Assignment = Down to the last word, output the records below, skipping any images.
___ Data ___
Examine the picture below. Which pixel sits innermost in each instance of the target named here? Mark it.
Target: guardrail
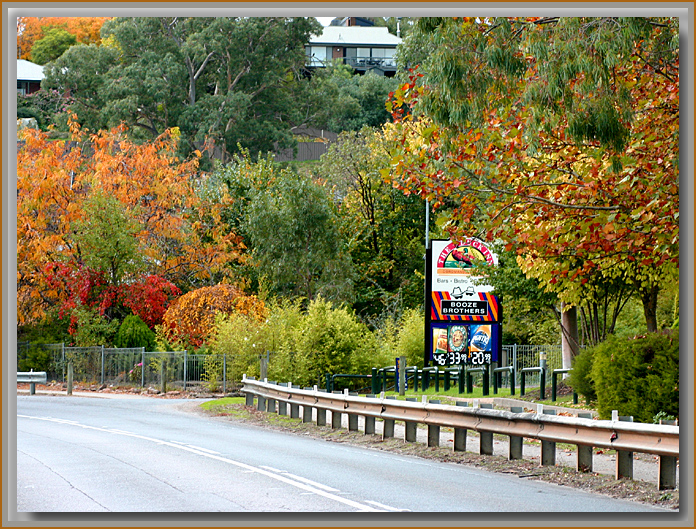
(585, 433)
(33, 378)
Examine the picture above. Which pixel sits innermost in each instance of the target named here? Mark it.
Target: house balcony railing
(358, 63)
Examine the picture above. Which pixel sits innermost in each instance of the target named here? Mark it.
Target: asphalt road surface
(77, 454)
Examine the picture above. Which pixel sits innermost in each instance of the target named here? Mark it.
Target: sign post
(463, 316)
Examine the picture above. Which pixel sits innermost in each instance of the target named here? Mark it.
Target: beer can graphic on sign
(440, 341)
(481, 338)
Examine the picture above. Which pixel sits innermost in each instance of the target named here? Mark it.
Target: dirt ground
(643, 488)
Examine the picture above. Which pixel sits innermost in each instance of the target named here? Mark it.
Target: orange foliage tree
(30, 29)
(191, 319)
(182, 238)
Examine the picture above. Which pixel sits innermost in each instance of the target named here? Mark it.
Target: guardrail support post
(433, 435)
(369, 421)
(486, 438)
(548, 448)
(624, 459)
(667, 473)
(584, 461)
(460, 433)
(335, 419)
(321, 417)
(486, 379)
(70, 377)
(667, 468)
(261, 403)
(515, 442)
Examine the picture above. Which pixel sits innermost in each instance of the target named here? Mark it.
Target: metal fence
(137, 367)
(523, 356)
(129, 367)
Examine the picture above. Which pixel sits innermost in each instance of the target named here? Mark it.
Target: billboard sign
(455, 271)
(463, 323)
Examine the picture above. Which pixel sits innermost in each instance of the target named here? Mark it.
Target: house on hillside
(29, 77)
(363, 48)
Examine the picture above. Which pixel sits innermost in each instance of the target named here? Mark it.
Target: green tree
(294, 231)
(385, 227)
(79, 76)
(52, 45)
(557, 135)
(106, 238)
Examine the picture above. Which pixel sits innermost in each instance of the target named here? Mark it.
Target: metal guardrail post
(548, 448)
(515, 442)
(369, 420)
(667, 468)
(486, 438)
(624, 458)
(460, 433)
(584, 458)
(307, 411)
(388, 425)
(70, 377)
(485, 379)
(434, 431)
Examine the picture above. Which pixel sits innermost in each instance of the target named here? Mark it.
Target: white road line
(300, 478)
(279, 477)
(387, 507)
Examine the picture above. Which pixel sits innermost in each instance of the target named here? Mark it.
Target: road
(77, 454)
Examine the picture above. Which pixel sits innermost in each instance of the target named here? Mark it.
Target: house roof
(355, 36)
(28, 71)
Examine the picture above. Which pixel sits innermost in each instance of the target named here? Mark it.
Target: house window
(318, 55)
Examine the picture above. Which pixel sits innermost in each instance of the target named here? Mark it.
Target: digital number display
(464, 344)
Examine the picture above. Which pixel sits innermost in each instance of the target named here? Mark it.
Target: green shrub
(134, 332)
(411, 340)
(37, 358)
(638, 377)
(580, 377)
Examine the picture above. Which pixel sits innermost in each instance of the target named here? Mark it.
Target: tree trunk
(649, 299)
(570, 341)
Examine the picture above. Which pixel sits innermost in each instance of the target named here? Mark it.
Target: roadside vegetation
(150, 210)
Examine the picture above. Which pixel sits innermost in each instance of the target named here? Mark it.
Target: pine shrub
(638, 376)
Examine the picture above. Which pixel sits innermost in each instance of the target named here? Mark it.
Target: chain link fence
(214, 372)
(129, 367)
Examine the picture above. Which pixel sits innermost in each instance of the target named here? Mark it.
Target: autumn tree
(558, 136)
(62, 190)
(191, 320)
(86, 30)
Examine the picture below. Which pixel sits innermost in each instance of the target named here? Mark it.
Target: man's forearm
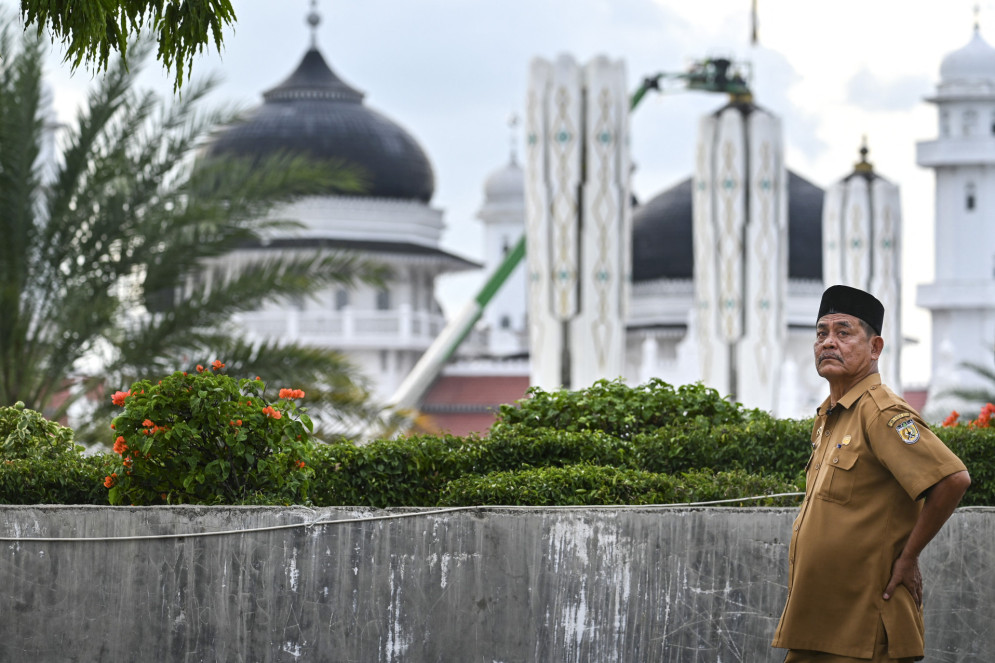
(941, 500)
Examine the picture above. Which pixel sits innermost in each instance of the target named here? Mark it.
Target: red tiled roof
(476, 390)
(463, 404)
(916, 398)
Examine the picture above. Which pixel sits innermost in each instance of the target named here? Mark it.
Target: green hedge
___
Solution =
Examine the picture below. Which pixel sits innermost in each instance of the target named here? Mark it.
Target: guardrail
(585, 433)
(33, 378)
Examine the picture above. Which pixel sits innermost in each instance of the target named here? Mark it.
Target: house balcony railing
(358, 63)
Examine the picture above. Which pixel sits innermost in each instance of the target named here? Mark it.
Target: asphalt road surface
(77, 454)
Examine the picture above. Which pixel sits innermost in each instance of the target named here? Mark it.
Target: sign post
(463, 316)
Examine the picture above. Which pixel sits innermost in each instance of the target named here? Mark it.
Target: beer can graphic on sign
(440, 341)
(481, 338)
Examine the picture above. Which pixel sits innermost in each instance of the target named here? Mark it.
Target: dirt ground
(643, 488)
Examine the picture above. Which pixel sits innermost in each instance of the target named here? Mark it.
Target: orange foliage tree
(30, 29)
(191, 319)
(182, 238)
Examine the picture above. Which pixel sits innermost in each instance of the target named here? Mark it.
Target: guardrail support post
(433, 435)
(369, 421)
(486, 438)
(548, 448)
(624, 459)
(667, 473)
(584, 461)
(460, 433)
(335, 419)
(321, 417)
(486, 379)
(70, 377)
(667, 468)
(261, 403)
(515, 442)
Examine the picture above. Which pixel sits innermost in each instance of the target named here? Mark it.
Target: metal fence
(137, 367)
(523, 356)
(129, 367)
Examine the picture above. Which pixel sits innermost in each instance of the target named here? Mark it.
Target: billboard sign
(455, 271)
(463, 323)
Examine the picture above. Which pixel sits innermost in each instance of the target named here? Mark it.
Target: house on hillside
(29, 77)
(363, 48)
Examine the picture above. Which pixel sits innermost in each instance of the target named here? Mark it.
Target: green tree
(294, 231)
(385, 227)
(79, 76)
(52, 45)
(557, 135)
(106, 238)
Examine the picture above. Which pixel sits innermost in each instance of the target named here? Mark it.
Target: metal guardrail post
(548, 448)
(515, 442)
(369, 420)
(667, 468)
(486, 438)
(624, 458)
(460, 433)
(584, 458)
(307, 411)
(388, 425)
(70, 377)
(485, 379)
(434, 431)
Examine the picture above. Which pixel sits innermost in each instance of the target named here? Mark it.
Target: white road line
(300, 478)
(279, 477)
(387, 507)
Examine the picture above. Which pixel sits innermost in each instance of the target named here? Mark it.
Target: road
(77, 454)
Examine the picture above. Which pixel sits innermost in each instance of the target named here? Mark it.
Target: house roof
(355, 36)
(28, 71)
Examine the picture above. Which pixel sits innermost in each instance of the target named here? Mark it.
Target: house window
(318, 55)
Examine the picture above. Which pixel sits innermost in each instance of the target named here? Mark it.
Target: digital number display
(464, 344)
Examine the picture above. Which pixel sits innermost in each instance of the target named here? Mark it.
Target: green shrub
(134, 332)
(411, 340)
(37, 358)
(638, 377)
(580, 377)
Examine the picture above. Which pixel sits innermost in each instance of the target named here? Mark it.
Target: tree trunk
(649, 299)
(570, 341)
Examine the picture above. Which pixel sits innermost in each instance of the target named here? Mark it.
Target: roadside vegetation
(150, 210)
Examine the picture above. Which pixel sits innermost in each instance of the target named here? Mark it.
Target: pine shrub
(638, 376)
Examine the picture above. Which pixel sits innermost in each instance of the target named here? Mark it.
Target: chain link fence
(214, 372)
(129, 367)
Examine the picture above. Which pixel sits innermost in each instance of the target named here? Mark it.
Target: autumn tree
(558, 136)
(62, 190)
(191, 320)
(86, 30)
Examine the picture below. Which pixel sits innermost in each instance of the target named here? Mark it.
Target: man's forearm
(941, 500)
Examine the picture above. Which pixel sits innermost in each instance of the target named here? Mark it.
Target: red tiled roof
(476, 390)
(463, 404)
(916, 398)
Examine the picture above. Which pixel sits innermost in each instance of the target named here? Mark it.
Target: green hedge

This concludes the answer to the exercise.